▸ Excerpted passage:
———

Dark logo

The Role of Big Data in Machine Learning

Published August 5, 2021
Doug Rose
Author | Agility | Artificial Intelligence | Data Ethics

In one of my previous articles What Is Machine Learning? I explain the basics of machine learning (ML) and point out the fact that big data plays a key role in ML. However, I stopped short of explaining the connection between ML and big data in detail. In this article, I take a deeper dive into the important role that big data plays in machine learning.

Key Machine Learning Components

Machine learning requires the following four key components:

  1. An input device to bring data from the outside world into the machine in a digital format.
  2. One or (usually more) powerful computer processors running in parallel.
  3. A number of machine learning algorithms that run on those processors. (An algorithm is a process or set of rules to be followed in calculations or other problem-solving operations.) The combination of processing power and algorithm constitutes an artificial neuron — the smallest unit in an artificial neural network. These neurons must be arranged in layers — an input layer, one or more hidden layers, and an output layer.
  4. Data sets that the machine can use to identify patterns in the data. The more high-quality data the machine has, the more it can fine-tune its ability to identify patterns and anything that diverges from those patterns.

———

▸ Work required: Extend the article on big data in machine learning, picking up after its list of four key components. The items have no connection to the article on big data in machine learning.

———

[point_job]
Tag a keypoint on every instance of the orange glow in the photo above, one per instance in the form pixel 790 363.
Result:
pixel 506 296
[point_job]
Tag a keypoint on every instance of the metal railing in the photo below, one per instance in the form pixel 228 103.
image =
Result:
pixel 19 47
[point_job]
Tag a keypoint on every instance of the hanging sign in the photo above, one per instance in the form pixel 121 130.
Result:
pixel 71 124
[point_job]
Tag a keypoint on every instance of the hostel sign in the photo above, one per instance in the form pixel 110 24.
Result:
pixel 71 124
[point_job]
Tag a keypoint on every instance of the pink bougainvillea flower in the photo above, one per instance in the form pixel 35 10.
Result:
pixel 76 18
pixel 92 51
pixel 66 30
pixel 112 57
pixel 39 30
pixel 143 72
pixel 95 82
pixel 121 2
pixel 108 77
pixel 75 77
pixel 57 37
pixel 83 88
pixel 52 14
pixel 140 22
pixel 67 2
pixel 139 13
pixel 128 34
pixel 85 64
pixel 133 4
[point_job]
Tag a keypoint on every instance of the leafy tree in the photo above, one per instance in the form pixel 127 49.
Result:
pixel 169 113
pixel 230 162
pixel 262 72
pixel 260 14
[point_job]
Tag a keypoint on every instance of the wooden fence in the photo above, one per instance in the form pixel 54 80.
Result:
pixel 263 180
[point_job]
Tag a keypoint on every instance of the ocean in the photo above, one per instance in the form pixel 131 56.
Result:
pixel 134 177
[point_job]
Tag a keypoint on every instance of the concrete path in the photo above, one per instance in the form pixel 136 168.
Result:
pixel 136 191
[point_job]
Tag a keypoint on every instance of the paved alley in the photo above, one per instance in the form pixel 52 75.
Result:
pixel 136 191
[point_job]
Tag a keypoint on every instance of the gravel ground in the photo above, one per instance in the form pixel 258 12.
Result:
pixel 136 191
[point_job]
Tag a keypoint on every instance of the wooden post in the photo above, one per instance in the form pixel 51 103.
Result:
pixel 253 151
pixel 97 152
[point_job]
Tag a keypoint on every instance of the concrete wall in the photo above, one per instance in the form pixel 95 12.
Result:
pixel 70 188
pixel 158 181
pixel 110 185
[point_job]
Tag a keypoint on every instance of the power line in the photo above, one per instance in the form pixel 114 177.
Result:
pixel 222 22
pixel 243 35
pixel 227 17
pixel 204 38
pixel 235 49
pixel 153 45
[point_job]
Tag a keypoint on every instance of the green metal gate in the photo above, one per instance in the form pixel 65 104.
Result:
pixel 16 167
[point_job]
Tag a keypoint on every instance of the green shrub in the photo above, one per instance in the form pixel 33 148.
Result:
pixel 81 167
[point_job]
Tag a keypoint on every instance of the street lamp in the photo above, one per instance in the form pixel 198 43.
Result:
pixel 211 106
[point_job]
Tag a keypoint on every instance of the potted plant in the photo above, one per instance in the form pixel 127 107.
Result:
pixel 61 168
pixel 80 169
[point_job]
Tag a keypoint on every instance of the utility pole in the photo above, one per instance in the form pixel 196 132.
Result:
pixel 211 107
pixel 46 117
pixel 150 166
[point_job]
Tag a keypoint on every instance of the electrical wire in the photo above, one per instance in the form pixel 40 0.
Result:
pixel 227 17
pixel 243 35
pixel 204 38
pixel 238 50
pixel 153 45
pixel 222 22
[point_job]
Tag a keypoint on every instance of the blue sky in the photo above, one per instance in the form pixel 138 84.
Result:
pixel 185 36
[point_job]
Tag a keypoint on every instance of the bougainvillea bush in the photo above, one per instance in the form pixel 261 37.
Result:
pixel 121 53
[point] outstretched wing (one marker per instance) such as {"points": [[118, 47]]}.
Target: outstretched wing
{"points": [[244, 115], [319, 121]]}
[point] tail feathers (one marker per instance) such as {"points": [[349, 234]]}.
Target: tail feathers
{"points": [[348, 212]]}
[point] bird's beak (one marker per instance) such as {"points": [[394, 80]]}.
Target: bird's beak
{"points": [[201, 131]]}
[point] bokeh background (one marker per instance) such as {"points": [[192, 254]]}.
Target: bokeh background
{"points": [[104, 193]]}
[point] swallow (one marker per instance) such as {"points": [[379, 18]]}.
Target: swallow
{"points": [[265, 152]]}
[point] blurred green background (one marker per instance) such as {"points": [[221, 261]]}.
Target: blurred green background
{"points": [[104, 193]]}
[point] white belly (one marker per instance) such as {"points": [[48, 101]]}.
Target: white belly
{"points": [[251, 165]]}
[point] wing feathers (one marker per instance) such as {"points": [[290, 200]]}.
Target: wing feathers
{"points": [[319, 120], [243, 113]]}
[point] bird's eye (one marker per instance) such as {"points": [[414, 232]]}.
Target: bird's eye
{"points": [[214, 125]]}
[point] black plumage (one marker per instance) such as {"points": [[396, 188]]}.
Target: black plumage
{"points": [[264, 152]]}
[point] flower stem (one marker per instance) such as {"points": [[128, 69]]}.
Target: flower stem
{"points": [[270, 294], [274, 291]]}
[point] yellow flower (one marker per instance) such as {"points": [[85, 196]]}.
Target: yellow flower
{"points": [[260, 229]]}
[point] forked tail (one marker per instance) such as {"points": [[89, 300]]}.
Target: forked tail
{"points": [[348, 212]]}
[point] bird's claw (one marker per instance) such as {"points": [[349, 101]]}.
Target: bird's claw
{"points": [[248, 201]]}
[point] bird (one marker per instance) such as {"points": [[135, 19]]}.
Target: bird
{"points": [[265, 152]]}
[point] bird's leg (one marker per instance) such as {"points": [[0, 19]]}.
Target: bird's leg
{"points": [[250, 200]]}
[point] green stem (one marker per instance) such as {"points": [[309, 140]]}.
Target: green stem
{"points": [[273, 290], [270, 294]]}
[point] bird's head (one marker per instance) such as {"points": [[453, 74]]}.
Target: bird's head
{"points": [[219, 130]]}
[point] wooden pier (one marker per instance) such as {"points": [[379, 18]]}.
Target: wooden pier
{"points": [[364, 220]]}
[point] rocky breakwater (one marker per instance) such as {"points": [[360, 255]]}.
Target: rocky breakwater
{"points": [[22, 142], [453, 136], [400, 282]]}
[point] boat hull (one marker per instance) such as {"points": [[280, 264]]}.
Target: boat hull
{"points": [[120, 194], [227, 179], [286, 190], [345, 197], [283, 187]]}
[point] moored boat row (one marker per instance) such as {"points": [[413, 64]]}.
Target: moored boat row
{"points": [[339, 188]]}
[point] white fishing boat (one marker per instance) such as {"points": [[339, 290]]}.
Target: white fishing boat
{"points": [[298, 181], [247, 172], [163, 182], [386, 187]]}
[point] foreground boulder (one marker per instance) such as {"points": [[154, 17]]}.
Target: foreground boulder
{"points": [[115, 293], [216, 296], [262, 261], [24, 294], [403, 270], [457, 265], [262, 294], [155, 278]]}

———

▸ Your response:
Three Types of Machine Learning

Machines learn in the following three ways:

  1. Supervised learning: With supervised learning, a trainer feeds a set of labeled data into the computer. This enables the computer to then identify patterns in that data and associate them with the labels provided. For example, a trainer may feed in photographs of 20 cats and tell the machine, "These are cats." She then feeds in 20 photos of dogs and tells the machine, "These are dogs." Finally, she feeds the machine 20 random photographs of dogs and cats without telling the machine whether each picture is of a dog or a cat. When the machine makes an error, the trainer corrects it, so the neural network can tune itself to greater accuracy.
  2. Unsupervised learning: With unsupervised learning, data that is neither classified nor labeled is fed into the system. The system then identifies hidden patterns in the data that humans may be unable to detect or may have overlooked. Unsupervised learning is primarily used for clustering. For example, you'd feed in 100 photos of animals and tell the machine to divide them into five groups. The machine then looks for matching patterns in the photos and creates five groups based on similarities and differences in the photos. These may be groups a human would recognize, such as cat, dog, snake, octopus, and elephant, or they may be groups you would never imagine, such as snakes, dogs, and cats all being in the same group because the neural network focused on the cat and dog tails instead of other features.
  3. Semi-supervised learning: This is a cross between supervised and unsupervised learning. Supervised learning is used initially to train the system on a small data set, then a large amount of unlabeled data is fed into the system to increase its accuracy.

Big Data Fuels Machine Learning

As you can see, data is important for machine learning, but that is no surprise; data also drives human learning and understanding. Imagine trying to learn anything while floating in a deprivation tank; without sensory, intellectual, or emotional stimulation, learning would cease. Likewise, machines require input to develop their ability to identify patterns in data.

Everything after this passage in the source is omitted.